---------- Source data
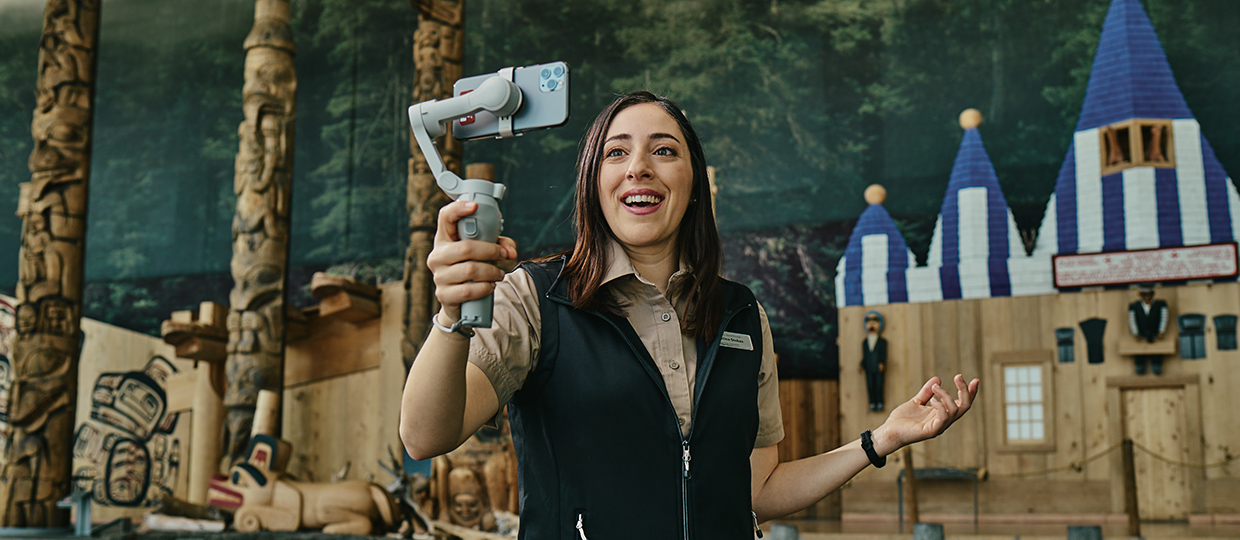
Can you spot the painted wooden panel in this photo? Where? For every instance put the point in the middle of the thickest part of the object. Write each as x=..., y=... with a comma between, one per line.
x=127, y=438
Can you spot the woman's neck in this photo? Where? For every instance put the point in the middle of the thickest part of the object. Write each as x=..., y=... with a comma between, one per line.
x=655, y=263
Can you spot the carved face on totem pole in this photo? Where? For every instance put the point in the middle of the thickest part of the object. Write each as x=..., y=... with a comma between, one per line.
x=465, y=498
x=60, y=144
--------------------
Return the listing above in full and exactly, omitting all pictures.

Can you spot the painted wooden panel in this photo? Where? For every instance put the point in the middle of the thickest part of the object. Write each as x=..., y=... with a comma between, one per line.
x=127, y=438
Can you spot the woman's neck in this photo? Where? For every instance put the point in the middle of the thickest part of the object. Write each as x=..., y=... with a comma between, one per line.
x=655, y=263
Can you spot the carved face on totem pole in this photo? Where? For every instance put the point in the middle of the thickest part of the object. Write each as x=..., y=... with a comma between, one per line.
x=465, y=498
x=60, y=144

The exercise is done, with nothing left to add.